ENTRIES SUPPLIED:
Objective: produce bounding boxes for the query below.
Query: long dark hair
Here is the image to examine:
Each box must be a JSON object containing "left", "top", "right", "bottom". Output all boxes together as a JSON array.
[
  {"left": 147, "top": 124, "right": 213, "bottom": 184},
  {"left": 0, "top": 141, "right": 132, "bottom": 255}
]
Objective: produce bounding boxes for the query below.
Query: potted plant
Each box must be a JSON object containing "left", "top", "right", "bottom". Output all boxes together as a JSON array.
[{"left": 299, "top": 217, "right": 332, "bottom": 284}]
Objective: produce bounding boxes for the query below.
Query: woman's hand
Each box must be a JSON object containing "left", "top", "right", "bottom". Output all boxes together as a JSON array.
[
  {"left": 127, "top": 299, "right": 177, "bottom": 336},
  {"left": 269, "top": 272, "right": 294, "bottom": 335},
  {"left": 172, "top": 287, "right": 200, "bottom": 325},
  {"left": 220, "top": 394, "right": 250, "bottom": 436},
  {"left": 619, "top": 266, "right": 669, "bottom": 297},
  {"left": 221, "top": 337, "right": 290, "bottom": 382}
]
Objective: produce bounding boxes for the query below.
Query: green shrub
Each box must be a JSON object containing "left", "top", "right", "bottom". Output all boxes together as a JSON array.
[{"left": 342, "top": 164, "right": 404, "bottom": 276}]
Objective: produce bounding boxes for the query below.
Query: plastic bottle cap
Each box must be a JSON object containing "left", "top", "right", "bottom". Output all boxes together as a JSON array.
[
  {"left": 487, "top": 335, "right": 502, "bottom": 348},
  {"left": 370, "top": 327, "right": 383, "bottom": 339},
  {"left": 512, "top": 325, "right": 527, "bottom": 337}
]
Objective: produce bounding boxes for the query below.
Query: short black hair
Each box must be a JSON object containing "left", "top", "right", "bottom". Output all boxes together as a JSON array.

DESCRIPTION OF THE TASK: Can you reproduce all of the rows above word for word, with nothing added, dropped, or reworded?

SOLUTION TO THIS EXERCISE:
Objective: produce bounding boxes for the query below.
Query: long dark hair
Here is the image to examine:
Each box must be a JSON object containing "left", "top", "right", "bottom". Output all boxes together as a JSON array.
[
  {"left": 147, "top": 124, "right": 213, "bottom": 184},
  {"left": 0, "top": 141, "right": 132, "bottom": 255}
]
Objective: produce bounding boxes for the query below.
Query: potted plant
Each box must be a JSON object containing "left", "top", "right", "bottom". Output all boxes together as a JSON array.
[{"left": 299, "top": 217, "right": 332, "bottom": 284}]
Objective: produce bounding boxes for the query below.
Query: woman's hand
Each box must be a JSON object containing "left", "top", "right", "bottom". Output all boxes together as a JSON array.
[
  {"left": 127, "top": 299, "right": 177, "bottom": 336},
  {"left": 269, "top": 272, "right": 294, "bottom": 335},
  {"left": 172, "top": 287, "right": 200, "bottom": 325},
  {"left": 220, "top": 394, "right": 250, "bottom": 436},
  {"left": 619, "top": 266, "right": 669, "bottom": 297},
  {"left": 221, "top": 337, "right": 290, "bottom": 382}
]
Objective: produce bounding boxes for the query below.
Query: green shrub
Each box must be a JSON object containing "left", "top", "right", "bottom". Output all boxes together as a JSON array.
[{"left": 342, "top": 164, "right": 404, "bottom": 276}]
Objective: produce bounding boxes for the query below.
Query: plastic bottle cap
Each box must be a JSON object containing "left", "top", "right", "bottom". Output all boxes together as a JSON array.
[
  {"left": 487, "top": 335, "right": 502, "bottom": 348},
  {"left": 370, "top": 327, "right": 383, "bottom": 339},
  {"left": 512, "top": 325, "right": 527, "bottom": 337}
]
Objective: produce bounding boxes for the query below.
Query: short black hair
Each box must be a JSON object containing "left", "top", "right", "bottom". Output all boxes together as a JSON array.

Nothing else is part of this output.